• _Directions for this task_
Find each line in the rows below that contains the word "stone" and copy those lines.

··· Data for the task ···

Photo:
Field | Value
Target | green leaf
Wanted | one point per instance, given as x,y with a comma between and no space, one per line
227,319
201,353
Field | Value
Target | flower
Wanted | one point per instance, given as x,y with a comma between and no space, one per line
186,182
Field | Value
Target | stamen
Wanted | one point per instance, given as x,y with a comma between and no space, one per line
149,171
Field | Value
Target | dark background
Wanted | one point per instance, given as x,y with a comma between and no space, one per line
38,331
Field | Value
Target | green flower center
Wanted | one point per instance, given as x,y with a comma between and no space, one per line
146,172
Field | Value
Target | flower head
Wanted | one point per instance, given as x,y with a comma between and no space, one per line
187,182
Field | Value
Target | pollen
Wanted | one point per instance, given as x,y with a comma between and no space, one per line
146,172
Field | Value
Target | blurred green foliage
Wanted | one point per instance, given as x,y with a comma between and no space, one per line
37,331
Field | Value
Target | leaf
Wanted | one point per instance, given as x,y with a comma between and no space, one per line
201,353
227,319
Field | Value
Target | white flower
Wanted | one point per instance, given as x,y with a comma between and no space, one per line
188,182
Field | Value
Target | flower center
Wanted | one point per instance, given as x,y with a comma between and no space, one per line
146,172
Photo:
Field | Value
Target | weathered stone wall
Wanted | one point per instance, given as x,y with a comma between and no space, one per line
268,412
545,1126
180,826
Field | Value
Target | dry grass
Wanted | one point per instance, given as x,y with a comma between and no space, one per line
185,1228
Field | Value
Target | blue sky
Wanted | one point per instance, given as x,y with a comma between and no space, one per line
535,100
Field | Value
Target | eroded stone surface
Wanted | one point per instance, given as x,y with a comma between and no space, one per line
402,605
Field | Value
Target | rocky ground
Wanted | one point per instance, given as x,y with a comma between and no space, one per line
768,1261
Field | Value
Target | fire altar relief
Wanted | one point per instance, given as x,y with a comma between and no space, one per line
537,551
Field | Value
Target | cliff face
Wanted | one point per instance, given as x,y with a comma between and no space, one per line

···

• _Full solution_
Target | weathered stone wall
Target | eroded stone surface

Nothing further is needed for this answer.